→ **Extract provided**:

------------

Misericordiae Vultus begins with a powerful connection between Jesus Christ as the face of the Father’s mercy and our need constantly to contemplate the mystery of mercy. We have, therefore, the link between mercy and prayer at the very beginning. When we study the writings of St. Vincent Pallotti, we are encouraged and challenged by the same combination: prayer and mercy.
For those who have studied the writings of Vincent Pallotti, his emphasis on the place of prayer in our lives and on the Infinite Mercy of God is well known: The practice of holy prayer is most necessary … A Christian without prayer is a person without reason…. A missionary without prayer is a soldier without a sword.
The model of a life of prayer and of mercy is Jesus Christ the Lord who is the true image of the Father’s mercy. Jesus reflects the mercy of God in his very person. And so Pallotti stands before God in prayer, asking for that grace to “be Jesus” on this earth. “In all my works may it always be Jesus Christ who lives and acts in me. United with him, I offer you the correspondence of his most holy humanity. “
This “living in Jesus” in the twofold presence of contemplative prayer and merciful works gives direction and shape to specific aspects of our Christian Life as stated in Misericordiae Vultus:
All of these elements are familiar to those involved in the Union of Catholic Apostolate. The life of Jesus – the very image of mercy – constitutes the “Rule” of the members of the Pallottine Family. The place of prayer is fundamental to our deepening relationship with God and each other, a relationship that, in fact, promotes peace and joy not only within ourselves but throughout the world.

------------

Region annotation records
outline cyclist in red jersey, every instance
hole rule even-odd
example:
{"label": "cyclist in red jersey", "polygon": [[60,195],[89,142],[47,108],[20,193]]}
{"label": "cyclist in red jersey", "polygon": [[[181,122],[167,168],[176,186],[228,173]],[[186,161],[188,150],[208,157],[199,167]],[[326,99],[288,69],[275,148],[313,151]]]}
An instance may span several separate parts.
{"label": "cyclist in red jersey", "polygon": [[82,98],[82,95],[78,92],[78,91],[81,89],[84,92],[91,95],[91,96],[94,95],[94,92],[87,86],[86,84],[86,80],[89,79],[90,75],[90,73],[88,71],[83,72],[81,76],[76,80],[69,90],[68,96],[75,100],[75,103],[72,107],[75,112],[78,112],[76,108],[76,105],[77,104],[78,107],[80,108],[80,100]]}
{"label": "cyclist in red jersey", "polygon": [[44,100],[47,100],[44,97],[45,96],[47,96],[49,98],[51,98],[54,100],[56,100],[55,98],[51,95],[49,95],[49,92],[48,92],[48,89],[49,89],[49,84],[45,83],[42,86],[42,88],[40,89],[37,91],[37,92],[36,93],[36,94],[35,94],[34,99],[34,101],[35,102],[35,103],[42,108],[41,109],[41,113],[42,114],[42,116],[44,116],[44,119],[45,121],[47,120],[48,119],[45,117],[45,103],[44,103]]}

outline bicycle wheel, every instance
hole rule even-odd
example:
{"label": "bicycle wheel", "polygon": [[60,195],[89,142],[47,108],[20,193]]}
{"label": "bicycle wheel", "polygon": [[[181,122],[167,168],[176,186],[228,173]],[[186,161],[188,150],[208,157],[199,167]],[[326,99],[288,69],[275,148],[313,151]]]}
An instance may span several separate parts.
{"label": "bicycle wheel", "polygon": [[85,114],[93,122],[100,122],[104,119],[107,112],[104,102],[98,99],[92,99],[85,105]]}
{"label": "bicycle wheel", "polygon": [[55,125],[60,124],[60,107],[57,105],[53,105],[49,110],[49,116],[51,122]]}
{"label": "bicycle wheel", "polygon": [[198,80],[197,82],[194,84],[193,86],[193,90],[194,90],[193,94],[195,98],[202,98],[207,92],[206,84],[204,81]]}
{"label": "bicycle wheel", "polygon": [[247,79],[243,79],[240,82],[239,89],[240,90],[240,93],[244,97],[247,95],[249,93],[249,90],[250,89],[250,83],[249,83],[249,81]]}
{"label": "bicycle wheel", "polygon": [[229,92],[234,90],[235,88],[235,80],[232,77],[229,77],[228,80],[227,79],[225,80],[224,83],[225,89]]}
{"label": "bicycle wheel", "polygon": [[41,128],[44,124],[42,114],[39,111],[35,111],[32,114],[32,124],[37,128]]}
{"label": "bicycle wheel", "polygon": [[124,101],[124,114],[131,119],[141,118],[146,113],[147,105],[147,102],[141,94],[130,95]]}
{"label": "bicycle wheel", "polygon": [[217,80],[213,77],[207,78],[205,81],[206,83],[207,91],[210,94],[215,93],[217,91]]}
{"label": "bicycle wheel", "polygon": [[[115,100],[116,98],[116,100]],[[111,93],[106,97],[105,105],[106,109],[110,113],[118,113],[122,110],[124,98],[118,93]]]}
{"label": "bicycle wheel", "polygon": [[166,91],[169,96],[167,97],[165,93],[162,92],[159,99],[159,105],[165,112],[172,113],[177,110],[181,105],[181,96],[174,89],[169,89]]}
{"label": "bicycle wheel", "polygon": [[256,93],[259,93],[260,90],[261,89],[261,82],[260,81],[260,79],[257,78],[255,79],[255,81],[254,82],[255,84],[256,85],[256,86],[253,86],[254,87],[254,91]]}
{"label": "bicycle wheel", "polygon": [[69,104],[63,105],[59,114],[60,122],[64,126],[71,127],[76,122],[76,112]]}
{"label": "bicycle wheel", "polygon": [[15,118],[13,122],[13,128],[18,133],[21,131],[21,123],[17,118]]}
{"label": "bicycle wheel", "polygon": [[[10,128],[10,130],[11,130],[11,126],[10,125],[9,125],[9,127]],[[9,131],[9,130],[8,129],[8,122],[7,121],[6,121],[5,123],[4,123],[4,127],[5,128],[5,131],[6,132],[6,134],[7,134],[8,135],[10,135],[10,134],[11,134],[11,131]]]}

------------

→ **Directives**:
**a.** Condense the paragraph of the passage on Pallotti and mercy that begins "The model of a life of prayer" into a short bulleted list that keeps its main facts.
**b.** Write a continuation of the passage on Pallotti and mercy, starting after its final sentence.
The records have no connection to the passage on Pallotti and mercy.

→ **Results of the exercise**:
**a.**
- Jesus Christ, the true image of the Father's mercy, is the model of a life of prayer and mercy.
- Jesus reflects God's mercy in his very person.
- Pallotti therefore prays for the grace to "be Jesus" on earth, asking that in all his works Jesus Christ may live and act in him.

**b.**
Vincent Pallotti stressed the importance of confidence in our prayer, expecting God to respond generously to our requests: When I ask for some spiritual grace, I shall imagine with solicitude, confidence, humility and gratitude that I have immediately obtained it. I will perform internal acts as if I had really obtained such a grace. And I do not doubt I will obtain it. (OOCC, X, pp. 112-113). How much more can we apply this to ourselves in the UAC when it comes to praying for God’s grace to be a people of mercy and apostles of the Lord Jesus Christ.
St. Vincent often refers to our being “a trophy of God’s mercy,” through the institution of that holy Society which respects, venerates, favors and assists the Catholic Apostolate. By virtue of our very foundation, we are called to be apostles of mercy and imitators of God, alert to the needs of God’s children.
We are further reminded by Pallotti that by the grace of God our lives, words and deeds will be works of God’s mercy and we can safely add that they will be the witness of Divine Love acting in and through us through the spiritual and corporal works of mercy. In addition, we are challenged by our Founder to move forward with utter confidence during this Year of Mercy:
Let us make every effort to do great things for the glory of our Creator, and let us remember that it is divine grace that makes us holy, and that the same God can give us so great a grace that can make us become greater Saints than any other Saint that has already lived in the Church of Jesus Christ. And let us believe most firmly that God will give us such a grace.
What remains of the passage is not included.